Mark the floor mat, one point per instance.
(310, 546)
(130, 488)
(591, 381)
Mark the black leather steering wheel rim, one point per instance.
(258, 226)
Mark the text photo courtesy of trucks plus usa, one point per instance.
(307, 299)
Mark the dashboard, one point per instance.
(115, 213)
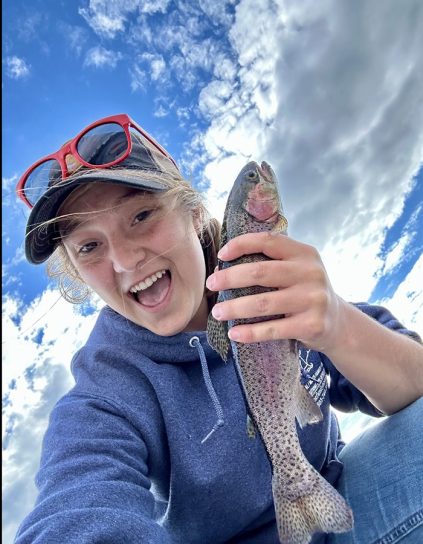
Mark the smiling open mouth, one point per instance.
(153, 290)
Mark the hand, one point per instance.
(304, 293)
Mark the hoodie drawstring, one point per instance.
(195, 342)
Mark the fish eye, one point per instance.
(251, 175)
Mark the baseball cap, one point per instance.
(149, 167)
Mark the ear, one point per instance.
(197, 221)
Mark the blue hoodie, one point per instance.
(128, 456)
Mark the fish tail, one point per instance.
(322, 510)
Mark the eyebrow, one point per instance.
(67, 225)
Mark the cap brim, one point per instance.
(40, 241)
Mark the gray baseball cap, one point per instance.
(41, 238)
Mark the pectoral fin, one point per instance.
(217, 336)
(307, 409)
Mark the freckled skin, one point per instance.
(270, 375)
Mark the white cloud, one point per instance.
(99, 57)
(108, 17)
(331, 100)
(34, 377)
(17, 68)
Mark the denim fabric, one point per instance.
(383, 481)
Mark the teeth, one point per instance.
(148, 282)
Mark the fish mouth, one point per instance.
(263, 202)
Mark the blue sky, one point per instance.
(328, 93)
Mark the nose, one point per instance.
(125, 255)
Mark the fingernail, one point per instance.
(210, 282)
(222, 252)
(217, 312)
(233, 334)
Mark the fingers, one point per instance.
(306, 331)
(265, 273)
(269, 303)
(275, 246)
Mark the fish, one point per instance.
(269, 374)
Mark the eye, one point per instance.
(87, 248)
(251, 175)
(142, 216)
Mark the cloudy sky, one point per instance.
(329, 93)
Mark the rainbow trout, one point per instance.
(269, 373)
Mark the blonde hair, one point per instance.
(74, 289)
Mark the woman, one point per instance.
(150, 444)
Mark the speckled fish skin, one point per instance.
(305, 503)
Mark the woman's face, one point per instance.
(140, 254)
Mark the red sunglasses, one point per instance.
(38, 178)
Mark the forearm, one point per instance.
(385, 365)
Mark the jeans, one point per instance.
(382, 481)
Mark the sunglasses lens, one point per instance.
(103, 144)
(40, 178)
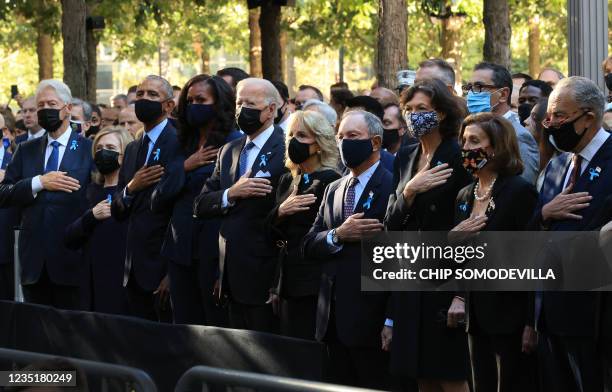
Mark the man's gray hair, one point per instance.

++++++++++++++++++++

▸ TO DO
Would you please set down the listing above exactly, minus its images?

▸ YOUR RESPONSE
Mark the floor mat, one point per instance.
(310, 546)
(130, 488)
(591, 381)
Mark the black leather steering wheel rim, one point per instance.
(258, 226)
Mark the text photo courtesy of trucks plus usa, one point per instance.
(307, 299)
Mark the dashboard, one point per instance.
(115, 213)
Mark the smiling open mouth, one point per instance.
(153, 290)
Mark the hand, one point per instance.
(304, 293)
Mark the hoodie drawstring, one point per instance.
(195, 342)
Mark the fish eye, one point per instance.
(251, 175)
Mark the baseball cap, one point per instance.
(149, 167)
Mark the ear, one point per instance.
(197, 221)
Mark the blue hoodie, one point per instance.
(128, 456)
Mark the fish tail, one point per instance.
(322, 510)
Mark the eyebrow, one point per instance.
(67, 225)
Mark the cap brim, one point per instance.
(40, 241)
Mark the gray baseball cap, one point per instance.
(41, 238)
Mark the pectoral fin, one point per instance.
(217, 336)
(307, 409)
Mark the freckled skin, one point per instance.
(270, 375)
Mark the white cloud, one point per instance.
(99, 57)
(108, 17)
(331, 100)
(34, 377)
(17, 68)
Mark the denim fabric, one point per instance.
(383, 481)
Mark the teeth, one point per instance.
(148, 282)
Mark the fish mouth, one point per instance.
(263, 202)
Mark the blue sky, one point per instance.
(328, 93)
Mark the nose, one point per instance.
(125, 255)
Mark the fingernail, one point per instance.
(210, 282)
(222, 252)
(217, 312)
(233, 334)
Mark the fingers, one point per instance.
(306, 331)
(265, 273)
(269, 303)
(275, 246)
Mark the fish, one point per instance.
(269, 374)
Mark the eye, one point per instance.
(87, 248)
(251, 175)
(142, 216)
Mark the cloudy sky, one point per instance.
(329, 93)
Mark the rainbow trout, one point per instance.
(269, 373)
Mark the blonde hair, one point per instance.
(74, 289)
Mark the woman, one point per instance.
(150, 444)
Mark the speckled fish skin, one point per instance.
(305, 503)
Mark the woman's face, one point per instance.
(140, 254)
Mark the red sunglasses, one point per instance.
(38, 178)
Mark the forearm, one point per instance.
(385, 365)
Mark the jeans, one point per instance.
(382, 481)
Mark the sunglasses lens, one point per instance.
(103, 144)
(40, 178)
Mark the man's gray hair, one point per instance.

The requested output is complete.